» **What to work on**
[A] In the Senior Day column, how many rushing yards does Snell need in UK's next two games to break the career rushing record?
[B] Translate this sentence from the Senior Day column into Spanish: "Give Stoops credit for never giving up on his star linebacker."
[C] Print the stretch of the Senior Day column from "Edwards acknowledged it" through "That’s called class.".

» **Page text**
----------

If that wasn’t enough, he returned an interception for a touchdown in the first quarter. And don’t forget on the second series he forced a fumble.
He’s had an amazing career and been remarkably durable for the plays he’s made and hits he has taken and delivered.
“One of the better players in the league. Just really consistent player. He’s been very reliable,” UK coach Mark Stoops said.
Edwards acknowledged it was a big accomplishment reaching 300 tackles but then thanked current and former teammates who helped him reach that goal. That’s called class.
— Fourth, Benny Snell. If this was his final game in Kroger Field as even Stoops suggested it would be, he went out the way he should have — with another 100-yard rushing game and two more rushing touchdowns. He needs 207 yards in UK’s next two games to break the rushing record of 3,835 career yards set by Sonny Collins from 1972-75. He’s already the only SEC player other than Herschel Walker to have 1,000 rushing yards and 12 touchdowns in his first there seasons and 44 career rushing touchdowns before his senior season. He now has more rushing touchdowns than Bo Jackson and will go to fourth on the all-time SEC rushing touchdown list with his next score.
“I still got goals and things I’m trying to reach. I’m not too far off,” Snell said.
Stoops didn’t say for sure Snell would leave for the NFL. But Snell basically did even if he might not have meant to with this quote.
“Every senior had a critical moment in the game. The defensive guys making tackles, Mike with the pick, Josh with the sacks, my offensive line. Everyone came together and I’m glad we got to leave on a note like that,” Snell said.
Emphasis here on “we got to leave on a note like that.”
He also reminisced on what he hopes his legacy — and his senior teammates’ legacy — will be.
“This team’s legacy, these seniors can say they played their ass off. When the ball is kicked off, they fight to the end. That’s what I want my legacy to be,” Snell said.
Don’t worry. It will be.
— Fifth, Jordan Jones. Count me as one who was not sure Jones would make it to Senior Day. His talent was never the question. He’s a big-time playmaker. His issue was his demeanor and how easily he lost his composure.
Give Stoops credit for never giving up on his star linebacker. I know, it’s easier to give a star player more chances. But Jones tested Stoops’ patience time after time. Almost every time it was because his passion got the best of him and led to losing his cool on the field or blowing assignments trying to make hero plays.
Stoops likes to say Jones is “week to week” and the two often have one-on-one conversations. However, Jones has been a near model player on and off the field this season after imploding in last year’s home loss to Louisville that was an embarrassment to UK fans.
“That wasn’t a very good moment for any of us, but we’ve all learned from it, and sometimes it’s a lot easier on me to just dismiss somebody. Everybody thinks that’s tough, and that’s discipline. No, that’s the easy thing to do,” Stoops said Monday. “The hard thing to do is to continue to work with him every day and help him and not give up on him and not quit on him, so very pleased with his effort.”
Stoops should be and on a day filled with great memories, Jones playing the right way and getting to celebrate a win and historic season with his teammates was easy to overlook but should not be because it was as special as what Paschal, Edwards, Allen, Snell or anyone else did — just in a different way.

----------

» **Supplied records**
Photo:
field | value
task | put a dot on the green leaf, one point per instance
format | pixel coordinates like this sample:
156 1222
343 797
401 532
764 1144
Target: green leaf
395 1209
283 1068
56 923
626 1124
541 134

----------

» **Solutions by task**
[A] 207 yards

[B] Hay que reconocerle a Stoops que nunca se dio por vencido con su linebacker estrella.

[C]
Edwards acknowledged it was a big accomplishment reaching 300 tackles but then thanked current and former teammates who helped him reach that goal. That’s called class.